Your instructions
Starting with the line that holds "A note for the class: find the black pendant", reproduce each line through the last one of the data, exactly as written. Pictures are not copied.

Given data

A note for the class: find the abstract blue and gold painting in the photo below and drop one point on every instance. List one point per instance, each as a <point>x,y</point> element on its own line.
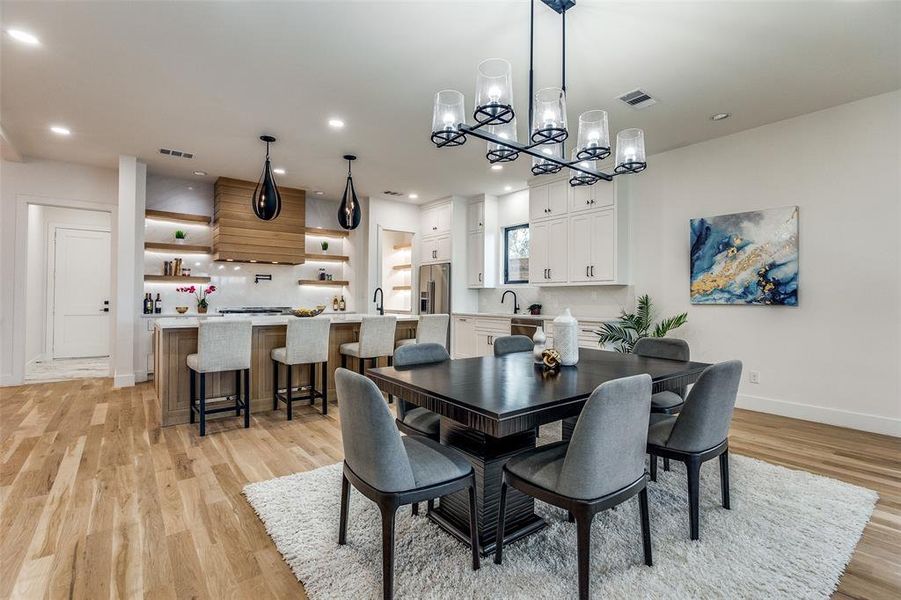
<point>746,258</point>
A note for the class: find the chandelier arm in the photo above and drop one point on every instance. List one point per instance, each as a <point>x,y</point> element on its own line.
<point>574,165</point>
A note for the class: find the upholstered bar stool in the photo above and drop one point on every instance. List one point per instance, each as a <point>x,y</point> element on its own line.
<point>306,343</point>
<point>431,329</point>
<point>222,345</point>
<point>376,340</point>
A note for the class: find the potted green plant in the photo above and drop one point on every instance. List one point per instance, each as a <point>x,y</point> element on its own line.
<point>631,327</point>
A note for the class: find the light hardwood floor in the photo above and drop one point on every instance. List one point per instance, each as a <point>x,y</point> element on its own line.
<point>99,502</point>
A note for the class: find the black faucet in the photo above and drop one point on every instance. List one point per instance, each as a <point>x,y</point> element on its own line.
<point>515,303</point>
<point>380,303</point>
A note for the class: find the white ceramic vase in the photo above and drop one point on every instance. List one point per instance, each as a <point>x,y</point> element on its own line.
<point>566,338</point>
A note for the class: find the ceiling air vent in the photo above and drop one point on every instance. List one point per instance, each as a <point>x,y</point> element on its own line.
<point>176,153</point>
<point>637,98</point>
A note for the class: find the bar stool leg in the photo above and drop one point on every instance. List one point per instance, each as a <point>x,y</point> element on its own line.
<point>288,399</point>
<point>238,393</point>
<point>193,394</point>
<point>246,398</point>
<point>325,388</point>
<point>202,404</point>
<point>274,384</point>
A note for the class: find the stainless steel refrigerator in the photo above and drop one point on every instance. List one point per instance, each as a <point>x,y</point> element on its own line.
<point>434,289</point>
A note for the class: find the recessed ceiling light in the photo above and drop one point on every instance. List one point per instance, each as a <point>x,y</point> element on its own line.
<point>24,37</point>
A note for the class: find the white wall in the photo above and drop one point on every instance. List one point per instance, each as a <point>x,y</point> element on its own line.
<point>49,182</point>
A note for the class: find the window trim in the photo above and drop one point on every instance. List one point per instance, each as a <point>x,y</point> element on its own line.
<point>507,230</point>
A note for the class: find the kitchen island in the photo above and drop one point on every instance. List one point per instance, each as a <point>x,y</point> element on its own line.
<point>175,338</point>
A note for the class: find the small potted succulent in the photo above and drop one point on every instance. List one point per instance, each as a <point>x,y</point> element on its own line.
<point>200,295</point>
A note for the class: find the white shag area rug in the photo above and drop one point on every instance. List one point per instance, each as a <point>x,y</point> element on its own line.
<point>789,534</point>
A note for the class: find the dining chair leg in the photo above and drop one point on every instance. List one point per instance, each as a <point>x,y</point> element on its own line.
<point>345,505</point>
<point>473,525</point>
<point>192,395</point>
<point>501,513</point>
<point>724,478</point>
<point>274,384</point>
<point>288,400</point>
<point>583,548</point>
<point>388,518</point>
<point>238,393</point>
<point>645,526</point>
<point>694,484</point>
<point>202,404</point>
<point>246,398</point>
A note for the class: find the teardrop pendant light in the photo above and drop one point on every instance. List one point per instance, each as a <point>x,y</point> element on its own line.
<point>267,202</point>
<point>349,213</point>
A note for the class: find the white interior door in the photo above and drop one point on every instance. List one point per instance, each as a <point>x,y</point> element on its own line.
<point>81,293</point>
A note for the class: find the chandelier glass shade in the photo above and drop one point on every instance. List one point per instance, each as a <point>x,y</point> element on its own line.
<point>495,122</point>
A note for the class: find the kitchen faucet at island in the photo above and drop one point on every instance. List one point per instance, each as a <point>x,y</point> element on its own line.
<point>515,303</point>
<point>380,303</point>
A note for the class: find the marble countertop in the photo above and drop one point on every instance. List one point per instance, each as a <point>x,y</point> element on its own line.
<point>186,322</point>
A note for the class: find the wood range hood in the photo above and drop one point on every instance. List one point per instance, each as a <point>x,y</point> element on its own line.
<point>239,236</point>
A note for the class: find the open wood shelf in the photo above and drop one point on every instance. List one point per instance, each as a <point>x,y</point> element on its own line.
<point>177,279</point>
<point>185,248</point>
<point>325,232</point>
<point>328,257</point>
<point>333,282</point>
<point>183,217</point>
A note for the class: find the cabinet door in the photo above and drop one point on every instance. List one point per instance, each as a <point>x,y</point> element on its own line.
<point>475,260</point>
<point>538,242</point>
<point>580,248</point>
<point>603,246</point>
<point>557,198</point>
<point>475,214</point>
<point>442,248</point>
<point>557,250</point>
<point>538,203</point>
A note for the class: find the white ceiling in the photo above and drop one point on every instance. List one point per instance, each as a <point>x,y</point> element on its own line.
<point>131,77</point>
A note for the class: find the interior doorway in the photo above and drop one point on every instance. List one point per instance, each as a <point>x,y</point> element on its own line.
<point>68,293</point>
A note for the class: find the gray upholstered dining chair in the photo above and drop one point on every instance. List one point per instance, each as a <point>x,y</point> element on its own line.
<point>431,329</point>
<point>600,467</point>
<point>700,432</point>
<point>393,470</point>
<point>509,344</point>
<point>222,345</point>
<point>306,343</point>
<point>376,340</point>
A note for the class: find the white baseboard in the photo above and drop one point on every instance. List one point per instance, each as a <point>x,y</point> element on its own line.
<point>123,380</point>
<point>821,414</point>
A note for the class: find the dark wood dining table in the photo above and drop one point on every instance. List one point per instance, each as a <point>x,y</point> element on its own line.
<point>491,408</point>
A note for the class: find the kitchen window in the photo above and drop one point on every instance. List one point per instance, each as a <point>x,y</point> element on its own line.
<point>516,254</point>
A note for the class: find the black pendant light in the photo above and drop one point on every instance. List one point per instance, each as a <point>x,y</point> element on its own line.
<point>267,202</point>
<point>349,213</point>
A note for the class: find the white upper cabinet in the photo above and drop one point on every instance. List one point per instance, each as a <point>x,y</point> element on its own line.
<point>436,219</point>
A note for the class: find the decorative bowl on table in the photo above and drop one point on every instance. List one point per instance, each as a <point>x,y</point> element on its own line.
<point>308,312</point>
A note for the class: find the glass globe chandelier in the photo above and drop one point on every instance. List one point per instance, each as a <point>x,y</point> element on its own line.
<point>495,122</point>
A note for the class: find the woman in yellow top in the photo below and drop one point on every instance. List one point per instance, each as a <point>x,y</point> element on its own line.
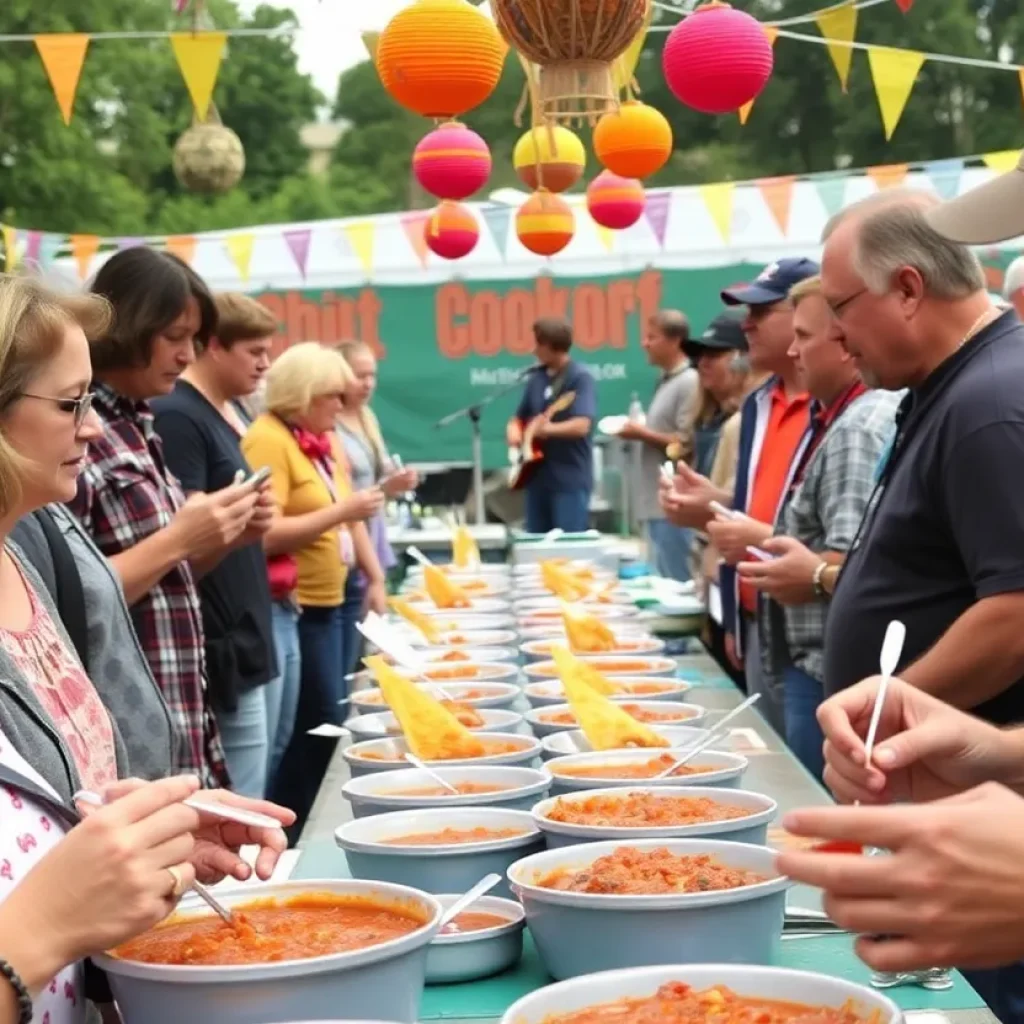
<point>320,534</point>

Response
A note for the class: find the black pendant light in the photo above and drop one point on every instance. List one point per instance, each as a <point>x,y</point> element on its own line.
<point>267,202</point>
<point>349,213</point>
A note for the class: find the white upper cabinet in the photo above and drop one point on every instance. List one point per instance, each as a <point>x,y</point> element on its own line.
<point>436,219</point>
A note for the class: find the decorative bowl on table in the photo above and drop one point on every instance. List one point per instance, each as a <point>x,y</point> element on its own line.
<point>308,312</point>
A note for the class: find the glass globe chandelier in the photo above and drop one point on every instance. List one point per instance, each as a <point>x,y</point> element on its own line.
<point>495,122</point>
A note for the class: find the woman in yellow top in the photo below and drop one point on every instance. List one point per instance, each as a <point>x,y</point> element on its own line.
<point>320,534</point>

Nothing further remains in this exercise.